*EXERCISE*: Continue the text on Medicaid prescription drug coverage for the expansion population, starting after its final sentence.

===== SOURCE EXTRACT

May Also Impact Calculation of Medicaid Rebates and Best Price
On July 15, 2013, CMS issued its Final Rule addressing prescription drug coverage for the Medicaid expansion population.1 Among other things, the Final Rule defines the scope of the ten applicable “essential health benefits” required by the Patient Protection and Affordable Care Act (PPACA) to be provided to all new Medicaid beneficiaries, including the minimum requirements for the provision of prescription drugs to these beneficiaries. The Final Rule, however, dramatically restricts mandatory coverage of prescription drugs for the expansion Medicaid enrollees by essentially eliminating today’s Medicaid requirement that states must cover each “covered outpatient drug” subject to a national rebate agreement. Although drugs provided to the new Medicaid expansion population will still be subject to manufacturer rebates, state Medicaid programs will not be required to cover all drugs subject to the national rebate agreement. Instead, states will only be required to cover a minimum of drugs consistent with the applicable “benchmark” plan in the state.
A major innovation of PPACA was the significant expansion of Medicaid coverage across the country to all citizens with incomes at or below 138% of the federal poverty level. PPACA § 2001(a) is estimated to expand Medicaid to over 15 million Americans.2 Importantly for the states implementing Medicaid expansion, PPACA commits the federal government to paying 100% of the cost of these newly enrolled beneficiaries for the next two years, slowly reducing the federal commitment to 90% in 2022 and thereafter.
One provision of the expansion that has not received much attention, however, is the requirement that states are only required to provide coverage to the expansion population equal to “Benchmark coverage described in section 1937(b)(1) or benchmark equivalent coverage described in section 1937(b)(2).” Id. Section 1937 plans, also known as alternative benefits plans or “ABP” plans, have been a Medicaid option for eight years, but have not been widely used. There are estimated to be 28 states that either have already agreed to expand coverage, or are leaning toward doing so.3 Each of those states will have to create one or more ABPs to provide coverage to those new beneficiaries.
The Medicaid ABP provision was introduced into the Medicaid statute (at §1937) through the Deficit Reduction Act of 2005 as a way to afford states with greater flexibility in their benefit design. Provided that states met designated benchmark or “benchmark-equivalent” coverage requirements (not addressed in detail here), the states were allowed to design new coverage, programs without regard to the “amount, duration and scope” or other uniformity requirements otherwise applicable to the Medicaid fee-for-service program. The benchmark plans from which the state may choose are:
- the standard Blue Cross Preferred Provider option offered through the Federal Health Benefits program;
- the state employee coverage generally provided to all state employees;
- commercial HMO coverage provided through the largest commercial plan in the state; or
- other coverage approved by the Secretary of HHS.4
These benchmark standards are coverage minimums, and states were allowed to provide broader coverage as they saw fit. Coverage for certain patient groups, such as the aged, blind and disabled populations, were exempted from the 1937 flexibility authority.

==========
===== INFORMATION GIVEN

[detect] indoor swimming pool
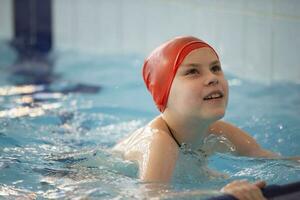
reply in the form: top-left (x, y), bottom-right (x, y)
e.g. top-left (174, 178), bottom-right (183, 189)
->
top-left (0, 43), bottom-right (300, 199)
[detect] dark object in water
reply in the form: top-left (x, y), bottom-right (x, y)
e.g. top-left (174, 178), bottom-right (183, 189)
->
top-left (207, 182), bottom-right (300, 200)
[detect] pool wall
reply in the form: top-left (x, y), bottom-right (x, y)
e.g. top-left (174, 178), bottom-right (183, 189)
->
top-left (0, 0), bottom-right (300, 84)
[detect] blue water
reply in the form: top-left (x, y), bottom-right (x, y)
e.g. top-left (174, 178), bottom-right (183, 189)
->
top-left (0, 43), bottom-right (300, 199)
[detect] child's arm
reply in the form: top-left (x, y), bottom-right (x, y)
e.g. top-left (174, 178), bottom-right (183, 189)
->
top-left (139, 131), bottom-right (178, 183)
top-left (210, 121), bottom-right (279, 158)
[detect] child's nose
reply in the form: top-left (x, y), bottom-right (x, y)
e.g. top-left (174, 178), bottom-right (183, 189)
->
top-left (205, 74), bottom-right (219, 86)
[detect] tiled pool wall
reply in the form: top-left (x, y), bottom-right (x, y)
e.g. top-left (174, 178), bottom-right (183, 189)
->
top-left (0, 0), bottom-right (300, 83)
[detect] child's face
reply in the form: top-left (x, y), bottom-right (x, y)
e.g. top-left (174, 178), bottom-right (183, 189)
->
top-left (167, 47), bottom-right (228, 121)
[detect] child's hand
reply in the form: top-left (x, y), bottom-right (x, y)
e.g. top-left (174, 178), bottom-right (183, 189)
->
top-left (221, 180), bottom-right (266, 200)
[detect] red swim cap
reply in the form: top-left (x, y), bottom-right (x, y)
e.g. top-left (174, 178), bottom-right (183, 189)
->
top-left (143, 36), bottom-right (219, 112)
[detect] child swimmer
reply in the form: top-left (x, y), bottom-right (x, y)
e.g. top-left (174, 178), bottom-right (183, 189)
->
top-left (113, 36), bottom-right (288, 199)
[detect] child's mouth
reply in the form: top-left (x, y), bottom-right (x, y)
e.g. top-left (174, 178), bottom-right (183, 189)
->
top-left (203, 91), bottom-right (224, 101)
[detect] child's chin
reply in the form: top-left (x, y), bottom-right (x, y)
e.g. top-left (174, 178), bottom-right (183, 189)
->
top-left (209, 110), bottom-right (225, 121)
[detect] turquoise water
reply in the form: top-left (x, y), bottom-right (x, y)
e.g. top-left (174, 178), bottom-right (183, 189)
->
top-left (0, 41), bottom-right (300, 199)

==========

*ANSWER AREA*:
Because ABP plans were permitted to provide less coverage than standard fee-for-service Medicaid, however, patient advocates and beneficiary groups exerted pressure on the states not to reduce benefit levels. As a result, in the ensuing eight years fewer than a dozen such plans were proposed and implemented by the states.5 The ABP plans, however, are anticipated to greatly expand in 2014 as Medicaid expansion begins.
Although Section 1937 contained several benchmark options which provided minimum benefit levels, minimum levels of prescription drug coverage were effectively undefined in Section 1937 (other by reference to the benchmark plans, many of which did not cover drugs at all). To clarify the scope of the ABP coverage, Congress through PPACA added ten additional coverage requirements, known as “Essential Health Benefits,” or EHBs, one of which was “prescription drugs.” 42 C.F.R. 440.437.6 Congress, however, did not define the scope of drug coverage required, instead leaving it to CMS to further clarify how many drugs would have to be covered and under what conditions. CMS addressed this issue in the July 15 Final Rule.
Traditional Medicaid Prescription Drug Coverage
Neither Congress (in 2010) nor CMS (in 2013) wrote on a blank slate when addressing the Medicaid drug coverage issue. In 1990, the Medicaid statute was amended to add a number of drug coverage requirements, including “rebate” provisions. Under those provisions, contained in section 1927 of the Medicaid statute, states were required to cover all “covered outpatient drugs” marketed by manufacturers that signed “national rebate agreements” and paid statutorilymandated rebates for each drug reimbursed by a state program. 42 U.S.C. § 1396r-8. While states were permitted under the statute to utilize certain “utilization controls” such as prior authorization, Congress established clear limits on the use and implementation of such controls. Further, a detailed scheme for calculating rebates was set out in the statute and subsequent CMS regulation and guidance, including the calculation of rebate amounts, the determination of “best price” for the calculation of innovator product rebate amounts, and exemptions of certain governmental program prices from the “best price” determination. Until this month, there has never been any guidance as to how the provisions of Section 1927—the drug coverage and rebate provisions—would apply to Section 1937—the ABPs.
The Medicaid Initial Guidance and Proposed Rule
In order to provide states with guidance in creating the new ABP plans for the expansion population, on November 20, 2012, CMS wrote the state Medicaid Directors with initial guidance in how to establish the necessary ABPs in their expansion plans.7 Recognizing that states needed to understand how to address ABP coverage of prescription drugs, CMS noted:
Prescription Drugs: Section 1927 of the Act, which describes the conditions for Medicaid coverage of outpatient drugs and the Medicaid drug rebate program, applies to Alternative Benefit Plans. Consistent with this title XIX provision, states have the flexibility to adopt prior authorization and other utilization control measures as well as policies that promote use of generic drugs.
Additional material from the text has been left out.